EXERCISE DATA |
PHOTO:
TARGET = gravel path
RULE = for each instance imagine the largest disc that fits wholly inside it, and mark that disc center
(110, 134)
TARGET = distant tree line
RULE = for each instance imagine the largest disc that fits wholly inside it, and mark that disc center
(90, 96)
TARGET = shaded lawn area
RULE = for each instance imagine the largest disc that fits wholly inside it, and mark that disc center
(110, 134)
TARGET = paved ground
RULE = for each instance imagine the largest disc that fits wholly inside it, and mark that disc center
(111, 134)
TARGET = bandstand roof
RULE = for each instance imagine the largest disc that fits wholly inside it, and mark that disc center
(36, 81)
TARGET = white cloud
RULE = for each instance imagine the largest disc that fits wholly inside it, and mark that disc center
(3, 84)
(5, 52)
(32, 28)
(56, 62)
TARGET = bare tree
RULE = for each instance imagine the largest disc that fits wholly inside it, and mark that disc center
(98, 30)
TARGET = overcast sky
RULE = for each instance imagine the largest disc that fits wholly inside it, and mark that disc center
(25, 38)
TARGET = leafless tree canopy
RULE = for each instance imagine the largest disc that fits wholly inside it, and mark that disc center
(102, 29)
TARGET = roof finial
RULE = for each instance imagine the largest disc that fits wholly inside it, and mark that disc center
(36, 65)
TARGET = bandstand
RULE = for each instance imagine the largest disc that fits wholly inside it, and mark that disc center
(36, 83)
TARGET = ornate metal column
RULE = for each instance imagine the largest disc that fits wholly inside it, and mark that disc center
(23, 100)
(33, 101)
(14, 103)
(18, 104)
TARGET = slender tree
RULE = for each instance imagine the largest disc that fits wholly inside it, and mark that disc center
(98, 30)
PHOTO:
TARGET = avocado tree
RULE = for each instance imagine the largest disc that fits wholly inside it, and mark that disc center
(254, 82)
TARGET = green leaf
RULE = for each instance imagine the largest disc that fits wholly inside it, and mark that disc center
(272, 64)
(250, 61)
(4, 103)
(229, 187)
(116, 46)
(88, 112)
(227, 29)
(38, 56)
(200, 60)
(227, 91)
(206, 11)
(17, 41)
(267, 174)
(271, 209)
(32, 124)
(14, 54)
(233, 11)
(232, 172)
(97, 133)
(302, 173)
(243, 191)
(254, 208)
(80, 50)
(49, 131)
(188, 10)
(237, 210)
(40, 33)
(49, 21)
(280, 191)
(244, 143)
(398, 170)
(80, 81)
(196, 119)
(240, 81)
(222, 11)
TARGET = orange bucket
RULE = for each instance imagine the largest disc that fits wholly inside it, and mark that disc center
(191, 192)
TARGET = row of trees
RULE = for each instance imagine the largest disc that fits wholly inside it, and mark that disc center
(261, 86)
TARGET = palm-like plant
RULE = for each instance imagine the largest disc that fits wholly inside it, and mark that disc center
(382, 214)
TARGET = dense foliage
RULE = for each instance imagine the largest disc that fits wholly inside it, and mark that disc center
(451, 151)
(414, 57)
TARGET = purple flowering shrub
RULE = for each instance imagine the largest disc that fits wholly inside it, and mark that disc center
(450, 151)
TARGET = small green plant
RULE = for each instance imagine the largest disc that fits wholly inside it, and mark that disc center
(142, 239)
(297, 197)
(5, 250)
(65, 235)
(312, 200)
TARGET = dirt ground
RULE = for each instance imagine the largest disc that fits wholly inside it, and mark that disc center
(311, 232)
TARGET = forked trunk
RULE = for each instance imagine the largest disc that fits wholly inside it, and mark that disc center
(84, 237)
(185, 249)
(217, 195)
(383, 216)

PROBLEM DESCRIPTION |
The answer should hold only the lines from the start of the records above through the line containing "TARGET = slender tree", each set down exactly.

REPLY |
PHOTO:
TARGET = gravel path
RULE = for each instance imagine the largest disc that fits wholly inside it, and mark that disc center
(110, 134)
TARGET = distant tree line
RULE = for each instance imagine the largest disc that fits wholly inside it, and mark that disc center
(90, 96)
TARGET = shaded lawn area
RULE = for each instance imagine the largest disc that fits wholly inside it, and mark that disc center
(110, 134)
TARGET = paved ground
RULE = for each instance imagine the largest disc that fits wholly inside it, and mark that disc center
(111, 134)
TARGET = bandstand roof
RULE = for each instance imagine the largest disc that fits wholly inside it, and mark that disc center
(36, 81)
TARGET = white cloud
RULE = for each instance imagine the largest disc that fits wholly inside it, and mark that disc center
(3, 84)
(5, 52)
(32, 28)
(56, 62)
TARGET = bare tree
RULE = for each instance imagine the largest disc that fits wholly inside it, and mark that disc center
(98, 30)
TARGET = overcast sky
RULE = for each instance imagine the largest disc that fits wholly inside it, and mark that disc center
(25, 38)
TARGET = leafless tree canopy
RULE = for each instance imagine the largest disc that fits wholly inside it, and mark that disc center
(102, 29)
TARGET = roof finial
RULE = for each instance imagine the largest disc that fits wholly inside it, and mark that disc center
(36, 65)
TARGET = bandstand
RULE = for each instance imagine the largest disc that fits wholly inside it, and mark that disc center
(36, 83)
TARGET = ornate metal column
RULE = for each instance imagine the largest disc that fits wholly inside it, and mark that disc center
(23, 100)
(33, 101)
(14, 103)
(18, 104)
TARGET = slender tree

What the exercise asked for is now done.